A potential technical limitation of using smart glasses is the risk of connection latency between the ultrasound device and the display. In our study, however, the wireless transmission was stable throughout the procedures, and no noticeable delay was observed that interfered with real-time visualization or catheterization performance. Nevertheless, it is important to note that latency may vary depending on the specific device used and network conditions in other clinical settings, which could potentially affect the generalizability of these results.

Radial artery catheterization with smart glasses integrated USG increases the practitioner’s satisfaction due to the physical comfort, increased success rate, and a reduced catheterization time. Reducing repetitive movements provides practitioners with ergonomic benefits.¹⁰ In our study, the junior practitioner’s satisfaction was higher with smart glasses integrated USG-guidance. This outcome may be due to the fact that the junior practitioners frequently switch their attention between the USG screen and the intervention area. The use of smart glasses integrated with USG can boost practitioners’ satisfaction by removing distractions. In addition to smart glasses, laser guidance could allow visualization of the needle tip in the sagittal plane in the long-axis view.¹¹ The simple and understandable inclusion of swiftly evolving technology in our daily practice can make our lives easier, increasing the technology’s applicability.

## Material shown
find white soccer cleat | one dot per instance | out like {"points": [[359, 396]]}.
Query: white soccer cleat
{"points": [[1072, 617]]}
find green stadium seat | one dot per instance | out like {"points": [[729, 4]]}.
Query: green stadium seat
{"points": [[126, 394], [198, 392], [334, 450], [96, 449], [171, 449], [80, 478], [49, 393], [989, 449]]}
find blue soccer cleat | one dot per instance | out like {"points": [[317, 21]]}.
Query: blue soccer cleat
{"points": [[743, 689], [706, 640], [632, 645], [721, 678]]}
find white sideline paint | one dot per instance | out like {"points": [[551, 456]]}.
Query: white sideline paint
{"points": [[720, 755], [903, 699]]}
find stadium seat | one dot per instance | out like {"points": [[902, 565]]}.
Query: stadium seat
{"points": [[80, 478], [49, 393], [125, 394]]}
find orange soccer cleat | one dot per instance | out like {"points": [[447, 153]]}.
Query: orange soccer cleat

## Directions for this task
In the text on smart glasses for ultrasound-guided radial artery catheterization, whose satisfaction was higher with smart glasses integrated USG guidance in the study?

## Task response
The junior practitioners' satisfaction was higher.